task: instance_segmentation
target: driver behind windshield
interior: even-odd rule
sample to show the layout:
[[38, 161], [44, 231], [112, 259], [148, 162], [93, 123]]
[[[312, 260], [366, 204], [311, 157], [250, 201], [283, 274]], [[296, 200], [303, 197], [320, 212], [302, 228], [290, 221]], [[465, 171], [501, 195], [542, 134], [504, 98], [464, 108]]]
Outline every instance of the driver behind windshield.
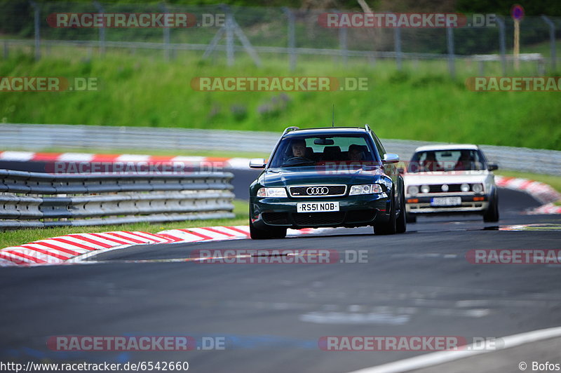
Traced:
[[[292, 140], [290, 144], [292, 157], [306, 158], [306, 141], [302, 139]], [[291, 158], [291, 157], [289, 157]]]

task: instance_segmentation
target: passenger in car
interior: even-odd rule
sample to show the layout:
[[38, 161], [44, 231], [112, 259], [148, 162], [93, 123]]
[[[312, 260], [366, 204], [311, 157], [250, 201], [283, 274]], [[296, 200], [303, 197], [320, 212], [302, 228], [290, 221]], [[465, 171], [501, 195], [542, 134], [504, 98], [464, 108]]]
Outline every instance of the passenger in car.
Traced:
[[360, 145], [352, 144], [349, 147], [349, 151], [347, 151], [347, 157], [351, 161], [364, 161], [364, 151]]
[[306, 157], [306, 141], [302, 139], [297, 139], [290, 144], [290, 149], [292, 151], [292, 157]]
[[444, 171], [436, 160], [434, 151], [427, 151], [425, 160], [423, 161], [423, 168], [425, 171]]
[[460, 158], [456, 163], [455, 171], [469, 171], [474, 169], [473, 158], [471, 156], [471, 151], [469, 150], [462, 150]]

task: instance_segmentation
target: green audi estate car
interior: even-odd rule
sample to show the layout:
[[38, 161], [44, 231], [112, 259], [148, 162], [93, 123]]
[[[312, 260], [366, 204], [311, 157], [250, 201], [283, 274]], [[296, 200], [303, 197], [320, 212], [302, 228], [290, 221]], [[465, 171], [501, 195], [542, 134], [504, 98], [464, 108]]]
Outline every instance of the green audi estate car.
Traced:
[[375, 234], [406, 229], [397, 154], [386, 153], [368, 125], [285, 130], [250, 186], [253, 239], [280, 238], [292, 228], [372, 226]]

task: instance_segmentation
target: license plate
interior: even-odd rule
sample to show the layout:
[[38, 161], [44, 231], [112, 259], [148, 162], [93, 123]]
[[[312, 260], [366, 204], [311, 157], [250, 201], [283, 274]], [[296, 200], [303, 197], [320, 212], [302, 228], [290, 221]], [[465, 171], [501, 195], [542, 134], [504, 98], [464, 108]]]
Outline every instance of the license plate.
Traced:
[[297, 203], [296, 210], [298, 212], [325, 212], [327, 211], [339, 211], [339, 202], [307, 202]]
[[435, 197], [431, 200], [431, 206], [459, 206], [461, 197]]

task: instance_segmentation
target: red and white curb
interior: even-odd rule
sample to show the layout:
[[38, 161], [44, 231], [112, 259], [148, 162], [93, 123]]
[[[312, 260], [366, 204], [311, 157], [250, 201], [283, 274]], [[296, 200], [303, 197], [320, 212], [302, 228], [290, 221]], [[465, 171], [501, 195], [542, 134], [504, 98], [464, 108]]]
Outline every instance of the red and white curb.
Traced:
[[0, 151], [0, 161], [17, 162], [85, 162], [110, 163], [177, 163], [212, 164], [233, 170], [249, 168], [249, 158], [204, 156], [166, 156], [140, 154], [90, 154], [88, 153], [37, 153], [33, 151]]
[[561, 201], [561, 194], [547, 184], [527, 179], [499, 175], [495, 176], [495, 184], [499, 188], [526, 192], [543, 203], [541, 206], [527, 212], [527, 214], [561, 214], [561, 206], [553, 203]]
[[[325, 229], [288, 229], [287, 234], [293, 236], [319, 233]], [[1, 249], [0, 266], [60, 264], [135, 245], [226, 240], [248, 238], [249, 236], [249, 226], [243, 225], [170, 229], [157, 233], [113, 231], [68, 234]]]

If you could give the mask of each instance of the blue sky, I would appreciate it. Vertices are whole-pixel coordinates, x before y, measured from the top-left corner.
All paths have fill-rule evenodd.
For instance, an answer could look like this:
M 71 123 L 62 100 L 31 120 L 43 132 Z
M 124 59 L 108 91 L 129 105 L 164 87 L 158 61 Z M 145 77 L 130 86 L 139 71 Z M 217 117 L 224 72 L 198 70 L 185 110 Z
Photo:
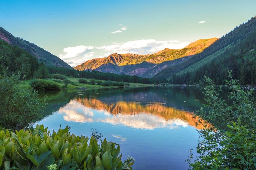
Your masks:
M 1 0 L 0 26 L 75 66 L 220 38 L 255 15 L 255 0 Z

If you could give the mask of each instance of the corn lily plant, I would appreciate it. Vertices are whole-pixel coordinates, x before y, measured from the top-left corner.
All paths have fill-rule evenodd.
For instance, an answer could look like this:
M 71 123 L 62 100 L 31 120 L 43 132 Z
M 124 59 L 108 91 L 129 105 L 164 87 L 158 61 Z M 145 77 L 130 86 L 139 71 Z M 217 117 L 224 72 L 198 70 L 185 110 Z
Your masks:
M 71 134 L 68 126 L 51 135 L 43 125 L 33 132 L 1 130 L 0 169 L 132 169 L 134 160 L 122 162 L 119 145 L 106 139 L 98 145 L 93 137 L 89 140 Z

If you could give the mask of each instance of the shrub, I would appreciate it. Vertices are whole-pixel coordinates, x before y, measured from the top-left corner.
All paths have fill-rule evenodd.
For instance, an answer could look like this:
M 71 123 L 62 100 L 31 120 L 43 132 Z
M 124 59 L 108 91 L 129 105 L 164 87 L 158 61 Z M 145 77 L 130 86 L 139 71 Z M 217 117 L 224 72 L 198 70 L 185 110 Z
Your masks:
M 67 86 L 71 82 L 71 81 L 67 78 L 66 78 L 63 80 L 63 82 L 64 82 L 64 83 L 65 84 L 65 86 L 67 87 Z
M 39 99 L 32 88 L 21 88 L 19 78 L 13 74 L 0 80 L 0 127 L 14 130 L 27 128 L 39 117 L 45 105 L 45 98 Z
M 190 168 L 256 169 L 256 102 L 253 90 L 244 90 L 237 80 L 226 80 L 228 85 L 228 100 L 231 101 L 228 104 L 227 100 L 220 96 L 221 86 L 216 88 L 212 80 L 205 78 L 204 106 L 208 110 L 202 108 L 194 114 L 196 124 L 204 128 L 198 130 L 201 139 L 197 147 L 198 156 L 192 162 L 190 152 L 187 160 Z
M 4 162 L 5 169 L 132 169 L 134 159 L 122 162 L 119 145 L 106 139 L 100 140 L 101 147 L 93 137 L 88 143 L 88 137 L 71 134 L 68 126 L 51 134 L 38 125 L 32 133 L 0 131 L 0 140 L 4 142 L 0 145 L 0 169 Z
M 90 82 L 91 83 L 92 83 L 92 85 L 95 85 L 95 80 L 94 79 L 90 79 Z
M 53 81 L 55 81 L 55 82 L 59 83 L 63 83 L 63 82 L 62 81 L 62 80 L 59 79 L 54 79 Z
M 80 78 L 78 80 L 78 81 L 82 83 L 86 84 L 88 83 L 88 82 L 86 79 L 84 78 Z
M 98 85 L 100 85 L 102 83 L 102 81 L 101 80 L 98 80 L 96 82 L 96 83 L 97 83 L 97 84 Z
M 124 85 L 124 84 L 123 82 L 118 82 L 116 81 L 113 82 L 112 85 L 114 86 L 118 86 L 118 87 L 123 87 Z
M 60 80 L 63 80 L 67 78 L 67 77 L 62 75 L 62 74 L 54 74 L 52 75 L 52 78 L 56 78 L 57 79 L 60 79 Z
M 59 91 L 61 90 L 60 86 L 53 81 L 44 80 L 38 80 L 32 82 L 30 85 L 34 89 L 39 91 Z
M 105 81 L 102 82 L 101 85 L 108 86 L 112 85 L 112 82 L 111 81 Z

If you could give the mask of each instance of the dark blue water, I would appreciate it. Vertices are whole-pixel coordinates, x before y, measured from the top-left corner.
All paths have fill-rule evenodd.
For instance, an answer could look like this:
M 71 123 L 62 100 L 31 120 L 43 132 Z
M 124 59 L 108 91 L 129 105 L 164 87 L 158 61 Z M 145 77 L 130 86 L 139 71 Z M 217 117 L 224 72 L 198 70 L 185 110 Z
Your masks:
M 202 89 L 180 87 L 77 90 L 48 94 L 46 111 L 36 122 L 90 136 L 93 128 L 120 145 L 133 169 L 187 169 L 190 148 L 198 140 L 191 113 L 202 106 Z

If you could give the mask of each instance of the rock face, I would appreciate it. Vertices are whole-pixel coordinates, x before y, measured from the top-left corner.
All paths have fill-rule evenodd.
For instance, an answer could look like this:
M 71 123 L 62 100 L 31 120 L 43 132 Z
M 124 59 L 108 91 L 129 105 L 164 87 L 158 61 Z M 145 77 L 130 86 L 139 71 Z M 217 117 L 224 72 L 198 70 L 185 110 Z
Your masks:
M 19 46 L 35 56 L 39 61 L 44 62 L 48 66 L 72 68 L 57 56 L 23 39 L 15 37 L 1 27 L 0 27 L 0 39 L 4 40 L 10 44 Z
M 218 40 L 214 38 L 198 40 L 182 49 L 169 48 L 152 54 L 114 53 L 106 57 L 88 60 L 75 69 L 79 70 L 95 70 L 118 74 L 135 75 L 151 77 L 170 64 L 182 61 L 176 59 L 189 56 L 201 52 Z

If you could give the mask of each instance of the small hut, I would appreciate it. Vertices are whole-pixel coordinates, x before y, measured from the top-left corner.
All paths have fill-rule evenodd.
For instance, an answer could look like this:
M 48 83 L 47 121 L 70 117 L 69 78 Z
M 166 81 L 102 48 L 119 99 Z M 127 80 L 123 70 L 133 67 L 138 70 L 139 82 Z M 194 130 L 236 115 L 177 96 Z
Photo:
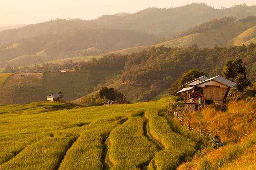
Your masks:
M 108 100 L 106 102 L 103 102 L 103 103 L 100 103 L 100 105 L 118 105 L 119 104 L 118 101 L 116 100 Z
M 204 80 L 204 79 L 207 77 L 200 79 L 201 77 L 183 85 L 181 87 L 191 87 L 184 88 L 177 92 L 184 93 L 184 103 L 186 112 L 196 110 L 199 104 L 213 104 L 215 101 L 220 102 L 221 108 L 224 107 L 230 88 L 236 85 L 220 76 Z
M 51 102 L 60 102 L 62 100 L 63 96 L 58 93 L 50 94 L 46 96 L 47 100 Z

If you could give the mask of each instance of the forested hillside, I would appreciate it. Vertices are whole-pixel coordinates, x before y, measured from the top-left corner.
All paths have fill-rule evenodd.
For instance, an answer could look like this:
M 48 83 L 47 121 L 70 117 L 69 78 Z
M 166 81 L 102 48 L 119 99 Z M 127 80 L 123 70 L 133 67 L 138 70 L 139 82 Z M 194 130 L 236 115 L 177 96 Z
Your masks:
M 106 56 L 81 65 L 80 71 L 121 70 L 120 81 L 127 85 L 145 86 L 148 91 L 134 100 L 148 101 L 163 90 L 169 88 L 174 80 L 192 68 L 207 73 L 209 77 L 221 75 L 228 59 L 242 58 L 249 77 L 255 81 L 256 45 L 212 48 L 197 47 L 152 47 L 129 55 Z
M 152 8 L 128 15 L 102 16 L 90 21 L 57 19 L 5 30 L 0 32 L 0 45 L 23 37 L 55 34 L 82 27 L 132 29 L 170 37 L 214 18 L 233 16 L 239 20 L 250 15 L 256 15 L 256 6 L 241 5 L 218 9 L 205 3 L 192 3 L 174 8 Z

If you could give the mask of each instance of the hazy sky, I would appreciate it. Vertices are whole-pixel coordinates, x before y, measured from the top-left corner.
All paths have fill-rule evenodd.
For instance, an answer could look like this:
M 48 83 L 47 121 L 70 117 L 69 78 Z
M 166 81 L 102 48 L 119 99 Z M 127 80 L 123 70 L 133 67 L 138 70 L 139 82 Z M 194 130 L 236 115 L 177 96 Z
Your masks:
M 234 3 L 256 5 L 255 0 L 0 0 L 0 26 L 32 24 L 59 18 L 90 20 L 148 7 L 169 8 L 205 3 L 216 8 Z

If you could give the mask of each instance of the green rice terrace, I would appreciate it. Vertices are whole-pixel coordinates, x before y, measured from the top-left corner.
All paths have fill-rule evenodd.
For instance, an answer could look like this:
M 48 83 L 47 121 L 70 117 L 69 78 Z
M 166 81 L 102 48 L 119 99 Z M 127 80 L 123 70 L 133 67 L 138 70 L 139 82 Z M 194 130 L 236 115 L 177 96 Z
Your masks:
M 170 128 L 167 101 L 0 107 L 0 169 L 172 169 L 196 143 Z M 64 110 L 63 110 L 64 109 Z

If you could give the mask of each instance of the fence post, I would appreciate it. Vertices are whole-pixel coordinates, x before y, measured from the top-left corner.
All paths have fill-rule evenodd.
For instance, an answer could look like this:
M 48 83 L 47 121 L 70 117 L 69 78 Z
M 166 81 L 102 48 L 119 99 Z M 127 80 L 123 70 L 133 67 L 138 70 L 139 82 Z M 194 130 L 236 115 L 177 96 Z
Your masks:
M 189 122 L 189 130 L 190 130 L 190 121 Z

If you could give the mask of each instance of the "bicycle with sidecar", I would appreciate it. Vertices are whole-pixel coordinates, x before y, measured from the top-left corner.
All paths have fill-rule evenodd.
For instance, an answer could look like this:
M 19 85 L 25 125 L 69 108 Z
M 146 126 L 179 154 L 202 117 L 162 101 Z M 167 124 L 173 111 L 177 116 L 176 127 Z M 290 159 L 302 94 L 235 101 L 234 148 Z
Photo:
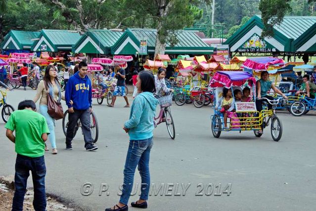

### GIVEN INSTRUCTION
Render the lines of data above as a numbered list, starting with the line containing "of the fence" and going on through the line containing "M 189 122 L 189 130 L 190 130 L 190 121 Z". Include both of those lines and leave out any blank lines.

### RESULT FOR THIS EXERCISE
1. If you could give the mask of each instance of the fence post, I would appreciate it. Vertices are whole-pixel coordinates, x before y, measured from the top-left corner.
2. All paths have fill-rule evenodd.
3. For instance, an answer could look like this:
4. M 48 83 L 47 121 L 70 117 L 69 78 Z
5. M 166 81 L 102 48 L 119 99 Z M 127 80 L 123 70 L 133 67 L 138 70 L 139 82 Z M 194 130 L 236 115 L 177 96 Z
6. Your masks:
7. M 189 122 L 189 130 L 190 130 L 190 121 Z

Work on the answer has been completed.